### EXTRACTED TEXT
>> BEGIN
It is yet another object of the present invention to provide a method for
using an insulation confining shield in accordance with the above for
applying insulation material dispensed as a curable liquid having a
blowing agent or an insulation material with a curable adhesive to an
unfinished wall or ceiling without having to have a backing panel or other
structure in place prior to the insulation application.
It is still another object of the present invention to provide a method for
using an insulation confining shield in accordance with the above for
applying insulation material dispensed as a curable liquid material having
a blowing agent or an insulation material with a curable adhesive to an
unfinished wall or ceiling where the insulation migrates through the
shield to adhere to an area outside of the shield on the structural
framing members to reduce thermal losses attributable to heat transfer
through the structural framing material.
In another embodiment of the invention, the shield is placed between the
seal plate and the flooring in the area adjacent to the rim board of the
building. The shield is sized so that it fits between the floor joists of
the building. The shield defines a closed area which is filled with
insulation to insulate the rim board of the building.
>> END
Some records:
>> BEGIN
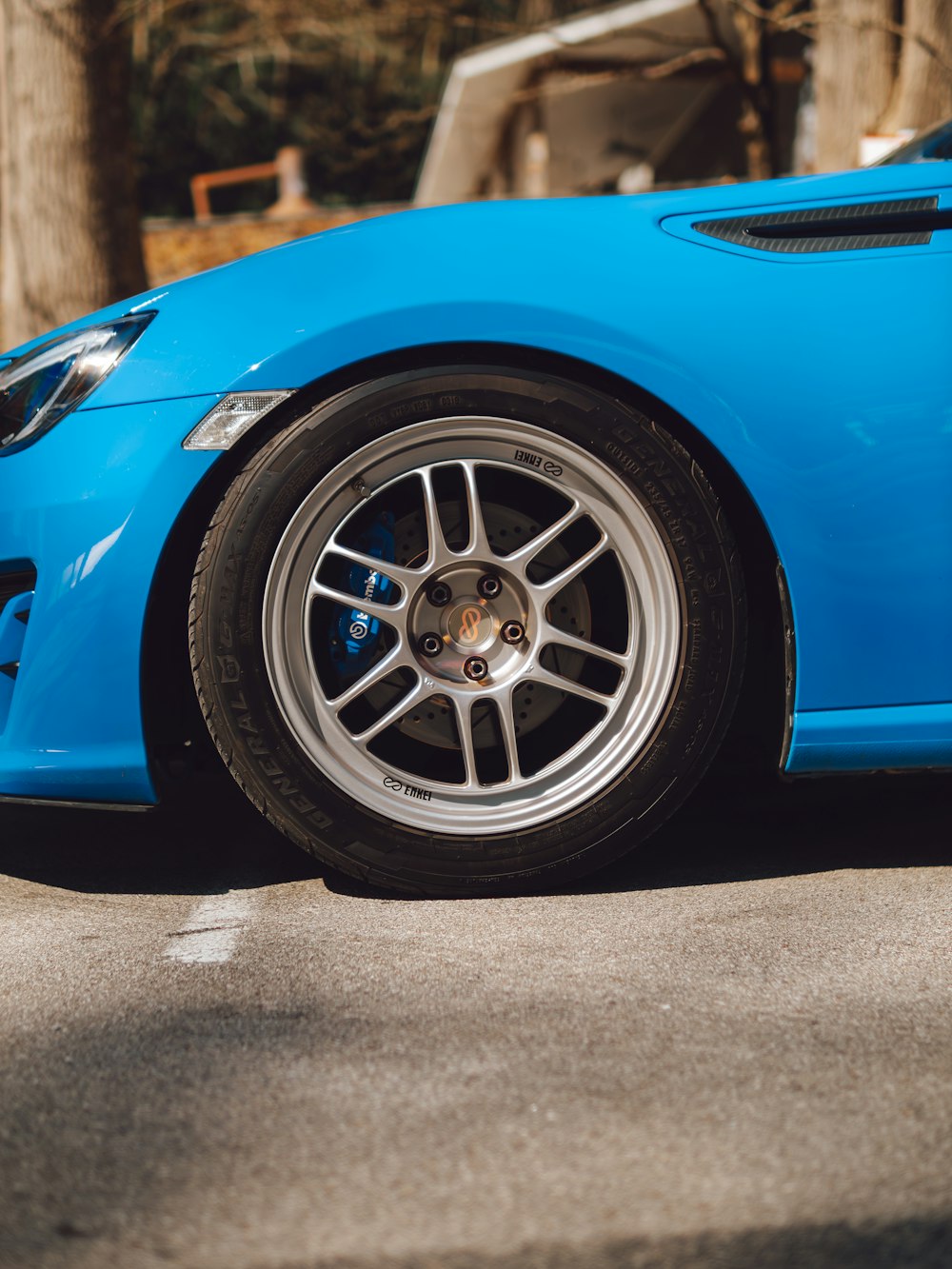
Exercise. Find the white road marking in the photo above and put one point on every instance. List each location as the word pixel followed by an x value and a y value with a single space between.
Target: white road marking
pixel 211 932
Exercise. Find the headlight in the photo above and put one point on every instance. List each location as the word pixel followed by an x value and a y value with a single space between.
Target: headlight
pixel 44 385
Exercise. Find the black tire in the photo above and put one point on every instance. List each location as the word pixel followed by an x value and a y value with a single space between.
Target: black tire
pixel 594 769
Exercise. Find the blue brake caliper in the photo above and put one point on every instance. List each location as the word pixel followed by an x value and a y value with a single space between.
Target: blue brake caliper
pixel 356 633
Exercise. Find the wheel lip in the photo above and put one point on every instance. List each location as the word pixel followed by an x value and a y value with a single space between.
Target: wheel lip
pixel 569 783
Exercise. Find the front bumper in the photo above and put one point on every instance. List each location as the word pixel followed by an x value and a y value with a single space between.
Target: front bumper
pixel 89 506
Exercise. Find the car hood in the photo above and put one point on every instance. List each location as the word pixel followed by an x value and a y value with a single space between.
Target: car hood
pixel 505 271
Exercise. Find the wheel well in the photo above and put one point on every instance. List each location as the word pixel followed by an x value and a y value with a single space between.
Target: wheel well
pixel 177 739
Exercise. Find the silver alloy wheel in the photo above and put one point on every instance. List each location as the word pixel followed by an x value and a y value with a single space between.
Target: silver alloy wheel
pixel 471 663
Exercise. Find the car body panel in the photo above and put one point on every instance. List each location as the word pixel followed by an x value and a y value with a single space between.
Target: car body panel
pixel 94 502
pixel 823 380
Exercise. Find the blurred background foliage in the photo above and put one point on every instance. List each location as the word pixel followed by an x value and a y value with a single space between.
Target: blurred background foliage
pixel 225 84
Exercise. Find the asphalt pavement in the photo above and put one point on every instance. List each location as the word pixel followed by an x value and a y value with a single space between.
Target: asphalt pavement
pixel 733 1050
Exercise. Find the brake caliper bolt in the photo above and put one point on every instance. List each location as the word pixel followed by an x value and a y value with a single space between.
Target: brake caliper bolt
pixel 440 594
pixel 489 586
pixel 475 669
pixel 430 644
pixel 512 632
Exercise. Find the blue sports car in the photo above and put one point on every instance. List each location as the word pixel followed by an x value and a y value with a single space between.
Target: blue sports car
pixel 466 529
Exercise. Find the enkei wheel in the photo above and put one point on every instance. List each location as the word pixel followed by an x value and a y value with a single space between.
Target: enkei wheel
pixel 468 631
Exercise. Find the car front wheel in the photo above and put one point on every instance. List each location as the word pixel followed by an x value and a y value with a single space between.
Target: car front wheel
pixel 467 629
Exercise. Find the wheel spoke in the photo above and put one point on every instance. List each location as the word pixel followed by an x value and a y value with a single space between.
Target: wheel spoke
pixel 571 571
pixel 464 724
pixel 390 614
pixel 406 578
pixel 437 548
pixel 577 689
pixel 550 633
pixel 526 553
pixel 506 724
pixel 479 544
pixel 394 660
pixel 418 693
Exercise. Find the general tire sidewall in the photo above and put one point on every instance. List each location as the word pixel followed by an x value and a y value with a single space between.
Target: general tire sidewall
pixel 247 724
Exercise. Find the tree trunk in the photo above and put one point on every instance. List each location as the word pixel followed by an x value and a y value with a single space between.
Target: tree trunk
pixel 855 69
pixel 923 89
pixel 69 221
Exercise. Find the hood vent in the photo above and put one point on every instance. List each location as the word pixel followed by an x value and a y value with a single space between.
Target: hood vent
pixel 864 226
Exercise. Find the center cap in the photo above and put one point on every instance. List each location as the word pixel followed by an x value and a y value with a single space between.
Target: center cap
pixel 470 625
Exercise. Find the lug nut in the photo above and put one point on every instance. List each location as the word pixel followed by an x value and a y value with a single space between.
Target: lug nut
pixel 475 669
pixel 489 586
pixel 430 644
pixel 440 594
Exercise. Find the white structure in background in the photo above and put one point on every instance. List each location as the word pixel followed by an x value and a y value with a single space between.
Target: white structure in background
>> END
### INSTRUCTION
Reproduce word for word the stretch of the insulation shield text from "It is still" through "of the building.". None of the data is needed here.

### EXPECTED ANSWER
It is still another object of the present invention to provide a method for
using an insulation confining shield in accordance with the above for
applying insulation material dispensed as a curable liquid material having
a blowing agent or an insulation material with a curable adhesive to an
unfinished wall or ceiling where the insulation migrates through the
shield to adhere to an area outside of the shield on the structural
framing members to reduce thermal losses attributable to heat transfer
through the structural framing material.
In another embodiment of the invention, the shield is placed between the
seal plate and the flooring in the area adjacent to the rim board of the
building. The shield is sized so that it fits between the floor joists of
the building. The shield defines a closed area which is filled with
insulation to insulate the rim board of the building.